Extracted data:
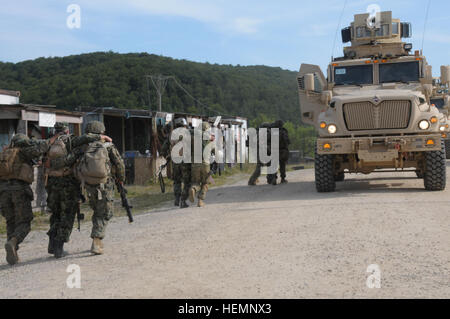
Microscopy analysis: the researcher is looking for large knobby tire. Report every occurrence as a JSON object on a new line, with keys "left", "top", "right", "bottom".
{"left": 423, "top": 141, "right": 446, "bottom": 191}
{"left": 444, "top": 139, "right": 450, "bottom": 159}
{"left": 314, "top": 147, "right": 336, "bottom": 192}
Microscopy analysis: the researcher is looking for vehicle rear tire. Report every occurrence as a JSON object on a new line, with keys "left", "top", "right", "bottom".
{"left": 423, "top": 141, "right": 446, "bottom": 191}
{"left": 444, "top": 139, "right": 450, "bottom": 159}
{"left": 315, "top": 147, "right": 336, "bottom": 192}
{"left": 334, "top": 171, "right": 345, "bottom": 182}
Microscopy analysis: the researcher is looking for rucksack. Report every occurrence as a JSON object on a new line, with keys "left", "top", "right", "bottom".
{"left": 0, "top": 147, "right": 20, "bottom": 178}
{"left": 75, "top": 141, "right": 111, "bottom": 185}
{"left": 47, "top": 136, "right": 71, "bottom": 177}
{"left": 0, "top": 147, "right": 34, "bottom": 184}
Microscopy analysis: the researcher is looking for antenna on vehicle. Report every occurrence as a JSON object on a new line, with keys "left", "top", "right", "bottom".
{"left": 331, "top": 0, "right": 348, "bottom": 61}
{"left": 421, "top": 0, "right": 432, "bottom": 53}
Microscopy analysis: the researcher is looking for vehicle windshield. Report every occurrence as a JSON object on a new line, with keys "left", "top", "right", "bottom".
{"left": 379, "top": 61, "right": 420, "bottom": 83}
{"left": 431, "top": 98, "right": 445, "bottom": 109}
{"left": 334, "top": 65, "right": 373, "bottom": 86}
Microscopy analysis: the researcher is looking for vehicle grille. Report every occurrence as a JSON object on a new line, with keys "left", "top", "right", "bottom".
{"left": 343, "top": 100, "right": 411, "bottom": 131}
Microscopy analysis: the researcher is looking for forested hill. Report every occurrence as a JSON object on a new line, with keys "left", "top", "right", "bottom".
{"left": 0, "top": 51, "right": 301, "bottom": 124}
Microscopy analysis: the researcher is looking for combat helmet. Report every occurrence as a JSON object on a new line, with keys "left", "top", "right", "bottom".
{"left": 202, "top": 122, "right": 211, "bottom": 131}
{"left": 85, "top": 121, "right": 105, "bottom": 134}
{"left": 11, "top": 133, "right": 30, "bottom": 147}
{"left": 272, "top": 120, "right": 284, "bottom": 129}
{"left": 174, "top": 117, "right": 188, "bottom": 128}
{"left": 54, "top": 122, "right": 69, "bottom": 133}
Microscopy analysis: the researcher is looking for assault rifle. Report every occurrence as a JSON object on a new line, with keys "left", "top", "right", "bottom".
{"left": 77, "top": 193, "right": 86, "bottom": 231}
{"left": 116, "top": 181, "right": 134, "bottom": 223}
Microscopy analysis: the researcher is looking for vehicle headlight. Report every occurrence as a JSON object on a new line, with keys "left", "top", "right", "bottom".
{"left": 419, "top": 120, "right": 430, "bottom": 130}
{"left": 440, "top": 125, "right": 446, "bottom": 132}
{"left": 327, "top": 124, "right": 337, "bottom": 134}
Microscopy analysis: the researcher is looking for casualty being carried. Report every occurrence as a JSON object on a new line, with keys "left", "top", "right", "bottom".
{"left": 297, "top": 11, "right": 446, "bottom": 192}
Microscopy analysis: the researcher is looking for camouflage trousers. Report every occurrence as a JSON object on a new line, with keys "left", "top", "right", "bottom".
{"left": 85, "top": 178, "right": 115, "bottom": 239}
{"left": 248, "top": 162, "right": 272, "bottom": 185}
{"left": 191, "top": 163, "right": 209, "bottom": 200}
{"left": 173, "top": 163, "right": 191, "bottom": 201}
{"left": 0, "top": 180, "right": 34, "bottom": 245}
{"left": 46, "top": 175, "right": 80, "bottom": 243}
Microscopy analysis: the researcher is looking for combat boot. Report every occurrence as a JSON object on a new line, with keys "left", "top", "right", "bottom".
{"left": 180, "top": 199, "right": 189, "bottom": 208}
{"left": 174, "top": 196, "right": 180, "bottom": 206}
{"left": 189, "top": 187, "right": 196, "bottom": 203}
{"left": 281, "top": 178, "right": 288, "bottom": 184}
{"left": 5, "top": 237, "right": 19, "bottom": 265}
{"left": 54, "top": 240, "right": 66, "bottom": 259}
{"left": 197, "top": 199, "right": 205, "bottom": 207}
{"left": 48, "top": 234, "right": 56, "bottom": 254}
{"left": 91, "top": 238, "right": 103, "bottom": 255}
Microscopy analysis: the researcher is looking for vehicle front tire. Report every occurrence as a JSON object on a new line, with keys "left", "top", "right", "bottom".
{"left": 315, "top": 147, "right": 336, "bottom": 192}
{"left": 444, "top": 139, "right": 450, "bottom": 159}
{"left": 423, "top": 141, "right": 446, "bottom": 191}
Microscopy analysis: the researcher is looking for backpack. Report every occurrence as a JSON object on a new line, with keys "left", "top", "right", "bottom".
{"left": 75, "top": 141, "right": 111, "bottom": 185}
{"left": 47, "top": 136, "right": 71, "bottom": 177}
{"left": 0, "top": 147, "right": 21, "bottom": 178}
{"left": 0, "top": 147, "right": 34, "bottom": 184}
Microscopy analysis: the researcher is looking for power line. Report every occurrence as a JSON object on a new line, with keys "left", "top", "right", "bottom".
{"left": 421, "top": 0, "right": 432, "bottom": 53}
{"left": 331, "top": 0, "right": 348, "bottom": 60}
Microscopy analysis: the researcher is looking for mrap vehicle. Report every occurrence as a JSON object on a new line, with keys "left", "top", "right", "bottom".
{"left": 297, "top": 11, "right": 446, "bottom": 192}
{"left": 430, "top": 71, "right": 450, "bottom": 158}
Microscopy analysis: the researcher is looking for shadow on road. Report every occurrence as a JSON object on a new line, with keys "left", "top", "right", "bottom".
{"left": 0, "top": 250, "right": 93, "bottom": 271}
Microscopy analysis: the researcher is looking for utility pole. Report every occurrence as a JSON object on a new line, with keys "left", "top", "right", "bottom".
{"left": 145, "top": 74, "right": 172, "bottom": 112}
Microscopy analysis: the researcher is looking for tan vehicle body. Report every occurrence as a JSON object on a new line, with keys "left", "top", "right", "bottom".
{"left": 431, "top": 72, "right": 450, "bottom": 157}
{"left": 297, "top": 11, "right": 446, "bottom": 191}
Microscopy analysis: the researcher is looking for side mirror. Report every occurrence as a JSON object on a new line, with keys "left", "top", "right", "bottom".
{"left": 304, "top": 73, "right": 315, "bottom": 91}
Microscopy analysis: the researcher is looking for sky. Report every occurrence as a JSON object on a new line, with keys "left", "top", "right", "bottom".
{"left": 1, "top": 0, "right": 449, "bottom": 74}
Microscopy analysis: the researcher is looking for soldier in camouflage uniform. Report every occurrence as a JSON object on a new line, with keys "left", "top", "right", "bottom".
{"left": 189, "top": 122, "right": 214, "bottom": 207}
{"left": 82, "top": 121, "right": 125, "bottom": 255}
{"left": 49, "top": 121, "right": 123, "bottom": 255}
{"left": 266, "top": 120, "right": 290, "bottom": 184}
{"left": 248, "top": 122, "right": 273, "bottom": 185}
{"left": 161, "top": 118, "right": 190, "bottom": 208}
{"left": 45, "top": 122, "right": 110, "bottom": 258}
{"left": 0, "top": 134, "right": 50, "bottom": 265}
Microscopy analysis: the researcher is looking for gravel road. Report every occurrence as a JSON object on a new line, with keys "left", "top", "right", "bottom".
{"left": 0, "top": 167, "right": 449, "bottom": 299}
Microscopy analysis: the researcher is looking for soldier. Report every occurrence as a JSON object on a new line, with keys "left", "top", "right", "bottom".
{"left": 189, "top": 122, "right": 214, "bottom": 207}
{"left": 0, "top": 134, "right": 50, "bottom": 265}
{"left": 276, "top": 120, "right": 290, "bottom": 184}
{"left": 45, "top": 122, "right": 111, "bottom": 258}
{"left": 77, "top": 121, "right": 125, "bottom": 255}
{"left": 162, "top": 118, "right": 190, "bottom": 208}
{"left": 248, "top": 122, "right": 273, "bottom": 185}
{"left": 267, "top": 120, "right": 290, "bottom": 184}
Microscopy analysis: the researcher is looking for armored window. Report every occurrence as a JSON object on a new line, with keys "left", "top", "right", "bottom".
{"left": 376, "top": 24, "right": 389, "bottom": 37}
{"left": 392, "top": 23, "right": 399, "bottom": 35}
{"left": 334, "top": 65, "right": 373, "bottom": 86}
{"left": 356, "top": 27, "right": 370, "bottom": 38}
{"left": 379, "top": 61, "right": 420, "bottom": 83}
{"left": 431, "top": 98, "right": 445, "bottom": 110}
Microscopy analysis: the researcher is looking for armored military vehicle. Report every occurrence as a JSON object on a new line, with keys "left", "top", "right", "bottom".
{"left": 297, "top": 11, "right": 446, "bottom": 192}
{"left": 430, "top": 70, "right": 450, "bottom": 158}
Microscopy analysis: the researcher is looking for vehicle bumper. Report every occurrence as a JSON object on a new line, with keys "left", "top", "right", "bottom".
{"left": 317, "top": 134, "right": 442, "bottom": 156}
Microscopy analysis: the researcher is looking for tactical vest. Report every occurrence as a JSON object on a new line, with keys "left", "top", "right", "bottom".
{"left": 47, "top": 135, "right": 72, "bottom": 177}
{"left": 0, "top": 147, "right": 34, "bottom": 184}
{"left": 74, "top": 141, "right": 111, "bottom": 185}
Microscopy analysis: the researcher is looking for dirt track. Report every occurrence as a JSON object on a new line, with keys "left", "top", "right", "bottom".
{"left": 0, "top": 167, "right": 449, "bottom": 299}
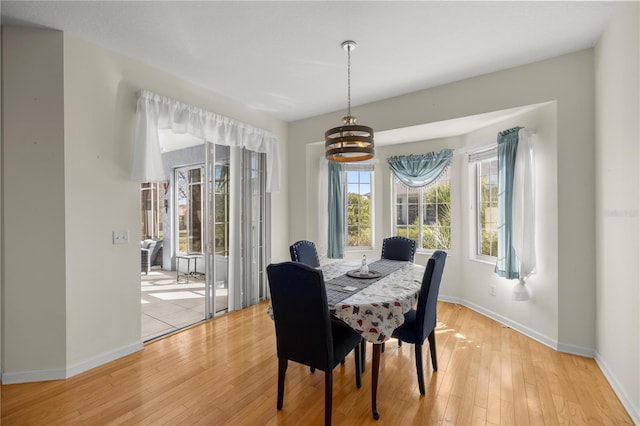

Problem statement: Skip the pictures. Write out exactly the lines from the one with "Microscopy analysis: the researcher is looking for dirt" through the last line of the listing, both ends included, and nothing more.

Problem solution:
Microscopy analysis: the researcher is looking for dirt track. Report every occurrence as a JSON object on a new line, with keys "left", "top", "right", "bottom".
{"left": 0, "top": 167, "right": 449, "bottom": 299}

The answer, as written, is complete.